Objective A
In the post on workplace design, list every outcome that the much-discussed study is said to link to better workplace design.
Objective B
Reproduce word for word the passage of the post on workplace design starting at "- Workplaces that" and ending at "traditional work environments.".

Text

Monday, May 24, 2010

Come Together: Workplaces designed for collaboration net greater margins

Last month, our launch issue asked if you’re sick of being branded to. A vast majority, 75%, said oh, yes, sick of it, and 25% of you apparently want more! Why? One reader said branded environments make her feel uncomfortable, like it’s a ploy she’s walked into. Another, resigned to branding, said we’re all born consumers, and de-branding is just "another example of the pendulum swinging."

Let’s keep the discussion going. Again, ReThink Architecture is a conversation between MulvannyG2 Architecture and our readersthat examines how we’re thinking about design, our industry and our practice in light of the post-recessionary economy.

So, on to our second issue. Today we’re discussing how coworkers learn from one another and how workplace design can enable that. Studies show that 80% of organizational learning comes through informal conversation and only 20% through formal training. Basically, you learn from each other, and workplace design can intentionally encourage the collaboration that, some say, increases profits. In the end, the question is: Can a workplace design boost a firm’s profit margin?

There’s been a lot of talk in the past two years about a study that points to not only increased collaboration, retention, innovation and productivity, but increased profits, yes, profits because of better workplace design. Speculation about a positive correlation between design and margin continues today, when companies are still watching every penny, scrutinizing every expense, despite news that the bowof the economy’s ship is lifting.

Also during this time, our industry bandied the term "working smarter," which has grown trite. Of course we have to work smarter! The danger of that phrase is that it cannot become a euphemism for consolidating and cutting space without considering a new paradigm for the way the workplace—the way workers—work today and will be working tomorrow. Rather than measuring real estate effectiveness by square footage, measure how well it encourages employees of different specialties and generations to gather in both spontaneous and formal ways. Only design that considers collaboration and plays to it, while using resources judiciously, will transform an organization’s culture—and margin.

Consider these stats on the positive effects of collaboration:

- Workplaces that promote collaboration, learning and socialization have more engaged employees and higher profits than those that focus more on "heads-down" work. Profits at such companies were 14 percent greater than those with more traditional work environments.

- Socializing was almost three times as critical to employees at top-performing companies, 20 percent vs. 7 percent, compared to average companies surveyed.

- Employees at top-ranked companies consider collaboration twice as critical to job success as average companies, 43 percent vs. 21 percent, and spend 23 percent more time collaborating than average companies.

–Human Resource Executive, "Profiting from Workplace Design," November 2008*

Why now? You may be wondering, why this emphasis on workplace collaboration now? Well, we’re coming out of the cube farm. Forty years ago we moved from the private office to the cube to save real estate costs, typically the second-largest corporate expense after personnel. While cubes accommodated a growing management rank and created a now often parodied form of privacy, no one knew what the other was doing. Since then, we’ve learned from Dilbert, realizing that the cube’s isolation contributesto stagnation.

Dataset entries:
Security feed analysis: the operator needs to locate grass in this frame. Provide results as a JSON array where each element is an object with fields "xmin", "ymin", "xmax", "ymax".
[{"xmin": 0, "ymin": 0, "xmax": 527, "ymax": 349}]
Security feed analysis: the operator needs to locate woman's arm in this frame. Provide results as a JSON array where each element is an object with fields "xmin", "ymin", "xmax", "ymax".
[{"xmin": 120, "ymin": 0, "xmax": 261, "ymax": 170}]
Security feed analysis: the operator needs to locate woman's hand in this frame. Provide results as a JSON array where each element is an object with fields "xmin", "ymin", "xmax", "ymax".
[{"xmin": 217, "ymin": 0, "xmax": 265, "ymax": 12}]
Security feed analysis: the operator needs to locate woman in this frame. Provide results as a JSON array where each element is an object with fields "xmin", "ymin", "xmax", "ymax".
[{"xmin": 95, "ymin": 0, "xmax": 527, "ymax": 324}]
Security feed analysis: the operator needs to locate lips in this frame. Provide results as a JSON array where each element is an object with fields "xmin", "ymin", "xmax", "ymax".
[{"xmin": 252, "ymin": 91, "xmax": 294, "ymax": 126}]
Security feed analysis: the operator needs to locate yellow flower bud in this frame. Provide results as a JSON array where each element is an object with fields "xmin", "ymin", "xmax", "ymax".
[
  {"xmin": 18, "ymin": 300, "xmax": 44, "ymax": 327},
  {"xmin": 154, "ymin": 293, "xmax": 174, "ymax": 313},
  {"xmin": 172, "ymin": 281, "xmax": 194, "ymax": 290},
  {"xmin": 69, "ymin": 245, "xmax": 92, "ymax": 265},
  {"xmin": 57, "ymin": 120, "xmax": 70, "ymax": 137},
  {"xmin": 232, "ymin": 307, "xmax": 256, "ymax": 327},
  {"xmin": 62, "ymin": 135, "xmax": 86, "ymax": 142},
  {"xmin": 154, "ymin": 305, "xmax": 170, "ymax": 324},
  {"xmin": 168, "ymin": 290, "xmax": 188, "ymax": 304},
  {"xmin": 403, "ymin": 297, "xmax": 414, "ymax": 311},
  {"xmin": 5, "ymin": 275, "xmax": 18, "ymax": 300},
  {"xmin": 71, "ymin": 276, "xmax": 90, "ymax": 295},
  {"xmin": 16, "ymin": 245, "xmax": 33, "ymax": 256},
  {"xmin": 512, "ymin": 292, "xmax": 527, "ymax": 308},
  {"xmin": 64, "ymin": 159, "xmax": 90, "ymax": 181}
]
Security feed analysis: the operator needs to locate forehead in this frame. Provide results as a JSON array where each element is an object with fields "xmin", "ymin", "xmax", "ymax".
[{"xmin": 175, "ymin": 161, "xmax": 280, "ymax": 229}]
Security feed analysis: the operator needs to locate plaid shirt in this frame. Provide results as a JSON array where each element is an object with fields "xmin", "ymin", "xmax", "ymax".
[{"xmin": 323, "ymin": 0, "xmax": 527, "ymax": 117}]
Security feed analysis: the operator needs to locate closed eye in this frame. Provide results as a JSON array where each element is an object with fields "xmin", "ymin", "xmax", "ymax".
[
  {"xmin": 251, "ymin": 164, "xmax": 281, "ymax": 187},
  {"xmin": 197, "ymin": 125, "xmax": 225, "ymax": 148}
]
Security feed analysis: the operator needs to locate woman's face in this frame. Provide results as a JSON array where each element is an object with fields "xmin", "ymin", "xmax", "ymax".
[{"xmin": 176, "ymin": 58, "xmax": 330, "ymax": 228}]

Exercise response A
Increased collaboration, retention, innovation, productivity, and profits.

Exercise response B
- Workplaces that promote collaboration, learning and socialization have more engaged employees and higher profits than those that focus more on "heads-down" work. Profits at such companies were 14 percent greater than those with more traditional work environments.